Page text>
^^^^

Parsing the past to comprehend the present

Yao Minji
The Man Booker Prize-winning work "The Narrow Road to the Deep North" took Australian author Richard Flanagan 12 years and five drafts.
Yao Minji
Parsing the past to comprehend the present
SHINE

Australian novelist Richard Flanagan won the prestigious Man Booker Prize in 2014 for “The Narrow Road to the Deep North.”

Australian novelist Richard Flanagan learned the Japanese phrase “san byaku san ju go” when he was a child. It’s the number 335, assigned to his father as a Japanese prisoner of war on the Thai-Myanmar Railway, or Death Railway, of World War II.

Flanagan, 56, dedicated his book “The Narrow Road to the Deep North” to “prisoner 335.” The internationally acclaimed novel won the prestigious Man Booker Prize in 2014. It was translated and published in China shortly afterward.

“Writing the novel, I didn’t want a single tear to stain the manuscript,” he told Shanghai Daily on a recent visit here for Australian Writers’ Week. “I didn’t want to be emotional. The story was so strong that if I wrote it emotionally, it would be overdone and melodramatic.”

Flanagan and three other Australian writers were invited to China by the Australian Embassy to hold dialogues with Chinese writers.

“The Narrow Road to the Deep North” took 12 years and underwent five drafts before publication.

The Death Railway was built in 1943 to supply the Japanese army. Its construction cost more than 100,000 lives due to the deadly working conditions of the forced laborers.

His father, who survived the war, died just prior to the publication of the book. Flanagan visited Japan to try to understand his father’s experiences.

“Going to Japan frightened me,” he says. “I knew I would have to control my emotions and not get upset. But I wanted to meet these people, not in the spirit of a prosecutor or a judge or a policeman. I wanted to soak up everything about them and try to meet them as fully as I could as another human being and not have emotions.”

The author summoned the courage to interview some Japanese guards from the camp. It was there he unexpectedly met Ivan the Terrible, the cruel POW camp guard of whom his father spoke in his many stories about the war.

Flanagan only realized the guard’s identity a few minutes before meeting him.

“There he was, this very gentle, gracious man of 93, who tried to answer my questions as best as he could,” he recalls. “He said he couldn’t remember the violence.”

Parsing the past to comprehend the present
SHINE

The author asked him to re-enact binta punishment, the hard slapping of a face as swift corporal punishment in the camp.

^^^^

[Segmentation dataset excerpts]

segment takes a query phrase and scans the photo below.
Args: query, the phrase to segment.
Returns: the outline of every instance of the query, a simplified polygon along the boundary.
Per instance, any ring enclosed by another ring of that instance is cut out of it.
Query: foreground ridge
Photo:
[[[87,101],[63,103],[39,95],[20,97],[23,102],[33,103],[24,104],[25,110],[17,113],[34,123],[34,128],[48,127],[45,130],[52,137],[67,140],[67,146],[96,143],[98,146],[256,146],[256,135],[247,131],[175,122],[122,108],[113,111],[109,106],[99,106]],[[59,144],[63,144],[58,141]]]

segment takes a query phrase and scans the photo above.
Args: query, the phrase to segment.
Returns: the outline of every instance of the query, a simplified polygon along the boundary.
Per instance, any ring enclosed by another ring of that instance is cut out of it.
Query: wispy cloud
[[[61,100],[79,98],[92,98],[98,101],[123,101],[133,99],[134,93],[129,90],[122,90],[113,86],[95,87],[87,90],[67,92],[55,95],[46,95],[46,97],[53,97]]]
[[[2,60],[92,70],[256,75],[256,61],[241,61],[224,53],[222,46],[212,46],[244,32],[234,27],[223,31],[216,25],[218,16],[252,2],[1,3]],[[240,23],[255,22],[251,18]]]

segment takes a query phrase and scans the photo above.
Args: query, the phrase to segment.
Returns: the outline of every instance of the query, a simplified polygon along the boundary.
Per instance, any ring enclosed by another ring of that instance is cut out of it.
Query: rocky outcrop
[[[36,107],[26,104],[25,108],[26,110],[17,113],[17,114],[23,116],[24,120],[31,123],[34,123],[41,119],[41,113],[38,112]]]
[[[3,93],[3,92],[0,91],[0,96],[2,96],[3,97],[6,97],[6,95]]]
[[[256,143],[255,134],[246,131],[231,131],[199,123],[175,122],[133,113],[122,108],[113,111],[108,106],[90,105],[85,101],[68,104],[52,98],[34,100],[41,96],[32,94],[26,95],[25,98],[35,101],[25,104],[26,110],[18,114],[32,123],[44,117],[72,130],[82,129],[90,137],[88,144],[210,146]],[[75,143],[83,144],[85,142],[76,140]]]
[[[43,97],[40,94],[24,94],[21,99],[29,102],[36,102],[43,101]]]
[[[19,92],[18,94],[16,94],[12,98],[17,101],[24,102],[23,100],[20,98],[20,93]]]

^^^^

Task requirements>
1. Reproduce all of the segmentation dataset records word for word, from the first line to the last.
2. Write the next part of the article about Richard Flanagan and his novel, starting after its final sentence.
The article and the records have no connection to each other.

The responses>
1.
segment takes a query phrase and scans the photo below.
Args: query, the phrase to segment.
Returns: the outline of every instance of the query, a simplified polygon along the boundary.
Per instance, any ring enclosed by another ring of that instance is cut out of it.
Query: foreground ridge
Photo:
[[[87,101],[63,103],[39,95],[20,97],[23,102],[33,103],[24,104],[25,110],[17,113],[34,123],[34,128],[48,127],[45,130],[52,137],[67,140],[67,146],[96,143],[98,146],[256,146],[256,135],[247,131],[175,122],[122,108],[113,111],[109,106],[99,106]],[[59,144],[63,144],[58,141]]]

segment takes a query phrase and scans the photo above.
Args: query, the phrase to segment.
Returns: the outline of every instance of the query, a simplified polygon along the boundary.
Per instance, any ring enclosed by another ring of that instance is cut out of it.
Query: wispy cloud
[[[61,100],[79,98],[92,98],[98,101],[123,101],[133,99],[134,93],[129,90],[122,90],[113,86],[95,87],[87,90],[67,92],[55,95],[46,95],[46,97],[53,97]]]
[[[2,60],[92,70],[256,75],[256,61],[241,61],[224,53],[222,46],[212,46],[244,32],[234,27],[223,31],[216,25],[218,16],[252,2],[1,3]],[[240,23],[255,22],[251,18]]]

segment takes a query phrase and scans the photo above.
Args: query, the phrase to segment.
Returns: the outline of every instance of the query, a simplified polygon along the boundary.
Per instance, any ring enclosed by another ring of that instance is cut out of it.
Query: rocky outcrop
[[[36,107],[26,104],[25,108],[26,110],[17,113],[17,114],[23,116],[24,120],[31,123],[34,123],[41,119],[41,113],[38,112]]]
[[[3,93],[3,92],[0,91],[0,96],[2,96],[3,97],[6,97],[6,95]]]
[[[256,143],[255,134],[246,131],[231,131],[199,123],[175,122],[133,113],[122,108],[113,111],[108,106],[90,105],[85,101],[68,104],[52,98],[34,100],[41,96],[32,94],[26,95],[25,98],[35,101],[25,104],[26,110],[18,114],[32,123],[44,117],[72,130],[82,129],[90,137],[88,144],[210,146]],[[75,143],[83,144],[85,142],[76,140]]]
[[[43,97],[40,94],[24,94],[21,99],[29,102],[36,102],[43,101]]]
[[[19,92],[18,94],[16,94],[12,98],[17,101],[24,102],[23,100],[20,98],[20,93]]]

2.
“It gave me a greater sense of the immense sadness that happened to everybody,” he says. “I didn’t learn anything, but I gained a sense of how terrible these things were for everybody. You either had to suffer or you had to inflict suffering. If you inflicted suffering, your suffering never ended thereafter.”

Flanagan grew up in a remote, small mining town in Tasmania, a descendant of Irish convicts exiled to the island for stealing cornmeal during a famine. By the age of 3, he said he knew he wanted to be an author.

Writing at night, he financed his ambition by a variety of jobs, including river guide, construction worker and ghostwriter. Those experiences later wound into many of his works, such as his first novel, “Death of a River Guide,” and his most recent one, “First Person,” in which the protagonist is a Tasmanian hired to be a ghostwriter.

Flanagan left school at 16 but later earned a bachelor of arts degree from the University of Tasmania. He won a Rhodes Scholarship to Oxford in 1984.

“I never saw a crowd until I was in my 20s,” he recalls. “When I went to live in England, I was walking down a street in London and I was in this big crowd. I didn’t know anybody and I was frightened. I had never been in a place where I didn’t know people or wasn’t related to them.”

In “The Narrow to the Deep North,” he wrote: “All this was in the days when the world was wide and the island of Tasmania was still the world.”

Tasmania was permanently settled in 1803 as a British penal colony for criminals, misfits and anyone English authorities deemed undesirable. It’s a history filled with cruelty, including the near annihilation of the island’s indigenous population.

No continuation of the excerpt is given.